### INPUT FOR THIS TASK:
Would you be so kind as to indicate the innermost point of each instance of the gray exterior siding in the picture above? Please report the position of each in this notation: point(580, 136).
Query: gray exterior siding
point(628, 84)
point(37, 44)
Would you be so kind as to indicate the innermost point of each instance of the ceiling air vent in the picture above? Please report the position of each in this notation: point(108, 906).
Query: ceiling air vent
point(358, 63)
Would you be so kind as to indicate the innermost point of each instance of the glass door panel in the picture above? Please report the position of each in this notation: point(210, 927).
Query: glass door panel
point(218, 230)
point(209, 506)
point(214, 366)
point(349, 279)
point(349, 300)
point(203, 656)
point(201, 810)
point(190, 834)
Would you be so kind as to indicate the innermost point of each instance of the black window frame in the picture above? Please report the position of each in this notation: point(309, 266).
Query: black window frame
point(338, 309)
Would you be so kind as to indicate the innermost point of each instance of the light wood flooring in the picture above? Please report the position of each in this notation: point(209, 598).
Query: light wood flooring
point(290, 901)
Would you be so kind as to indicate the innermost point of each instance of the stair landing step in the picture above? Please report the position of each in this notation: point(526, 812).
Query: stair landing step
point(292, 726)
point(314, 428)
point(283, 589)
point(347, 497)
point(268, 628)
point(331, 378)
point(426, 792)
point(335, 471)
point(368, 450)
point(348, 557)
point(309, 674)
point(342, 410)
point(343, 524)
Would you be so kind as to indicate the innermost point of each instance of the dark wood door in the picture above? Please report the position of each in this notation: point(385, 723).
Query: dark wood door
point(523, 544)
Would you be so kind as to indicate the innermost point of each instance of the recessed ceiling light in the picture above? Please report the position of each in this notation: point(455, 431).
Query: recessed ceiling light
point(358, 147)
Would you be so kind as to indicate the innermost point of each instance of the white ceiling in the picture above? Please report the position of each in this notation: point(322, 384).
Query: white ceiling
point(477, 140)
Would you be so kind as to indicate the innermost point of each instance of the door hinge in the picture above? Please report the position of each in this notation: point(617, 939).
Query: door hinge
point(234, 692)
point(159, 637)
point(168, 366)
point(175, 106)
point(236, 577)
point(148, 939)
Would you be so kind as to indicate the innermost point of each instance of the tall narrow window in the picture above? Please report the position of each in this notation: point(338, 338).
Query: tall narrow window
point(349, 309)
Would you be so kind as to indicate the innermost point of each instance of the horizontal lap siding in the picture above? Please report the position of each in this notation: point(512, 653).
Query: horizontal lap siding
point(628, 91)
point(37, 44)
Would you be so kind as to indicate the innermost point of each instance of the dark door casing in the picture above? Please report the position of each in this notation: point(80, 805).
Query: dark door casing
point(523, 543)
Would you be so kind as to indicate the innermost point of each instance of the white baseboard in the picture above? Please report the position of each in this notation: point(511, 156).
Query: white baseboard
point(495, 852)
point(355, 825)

### INSTRUCTIONS TO FOLLOW:
Would you restate the whole listing word for word?

### WRITTEN ANSWER:
Would you be so kind as to indicate the innermost point of each instance of the gray exterior siding in the picture above? Please report the position of each in this notation: point(580, 136).
Query: gray exterior siding
point(628, 84)
point(37, 44)
Would you be so kind as to indicate the innermost point of each instance of the ceiling air vent in the picture above? Please report the position of each in this notation: point(108, 906).
Query: ceiling air vent
point(358, 63)
Would you be so kind as to indicate the innermost point of each instance of the glass door panel in the picture above? Please report the position of each in this notation: point(210, 927).
Query: glass door panel
point(218, 230)
point(209, 506)
point(214, 366)
point(349, 279)
point(349, 300)
point(203, 656)
point(201, 810)
point(190, 834)
Would you be so kind as to indicate the innermost point of each instance of the black window frame in the picture above? Please report the position of each in this notation: point(309, 266).
Query: black window frame
point(338, 309)
Would you be so kind as to indicate the innermost point of each instance of the light wood flooring in the picture above? Please report the position of each in this notation: point(209, 598).
Query: light wood flooring
point(290, 901)
Would you be so kind as to indicate the innermost point of each instance of the stair landing step in the picture above? Please report the position of each in this notation: point(526, 812).
Query: stair landing step
point(292, 726)
point(314, 428)
point(283, 589)
point(347, 497)
point(268, 628)
point(331, 378)
point(426, 792)
point(335, 471)
point(368, 450)
point(348, 557)
point(309, 674)
point(342, 410)
point(343, 524)
Would you be so kind as to indicate the innermost point of each instance of the dark wood door in the picture above? Please report the position of each in this notation: point(385, 723).
Query: dark wood door
point(523, 544)
Would you be so kind as to indicate the innermost point of each instance of the recessed ceiling light in the picture above? Please report the position of each in this notation: point(455, 431).
Query: recessed ceiling light
point(358, 147)
Would you be so kind as to indicate the innermost point of each instance of the white ceiling in the picture above? Please report the position of each in this notation: point(322, 384).
Query: white ceiling
point(477, 140)
Would you be so kind as to indicate the innermost point of each instance of the door hinge in the picture above? Please report the position of each in this notation: point(617, 939).
Query: door hinge
point(234, 692)
point(159, 637)
point(168, 366)
point(175, 106)
point(236, 577)
point(148, 939)
Would you be so kind as to indicate the innermost point of each instance of the tall narrow window in the picture above? Please report the position of each in this notation: point(338, 338).
Query: tall narrow window
point(349, 309)
Would you be so kind as to indicate the innermost point of each instance of the horizontal lap siding in the picture above? Please report the position of each in this notation: point(512, 653).
Query: horizontal lap siding
point(628, 91)
point(37, 44)
Would you be so kind as to indicate the innermost point of each instance of the dark door casing in the picture above? Please report the position of each in this notation: point(80, 805).
Query: dark door casing
point(523, 543)
Would you be so kind as to indicate the innermost point of each instance of the white baseboard in the picture above? Please report the position of each in this notation: point(511, 156).
Query: white baseboard
point(495, 852)
point(355, 825)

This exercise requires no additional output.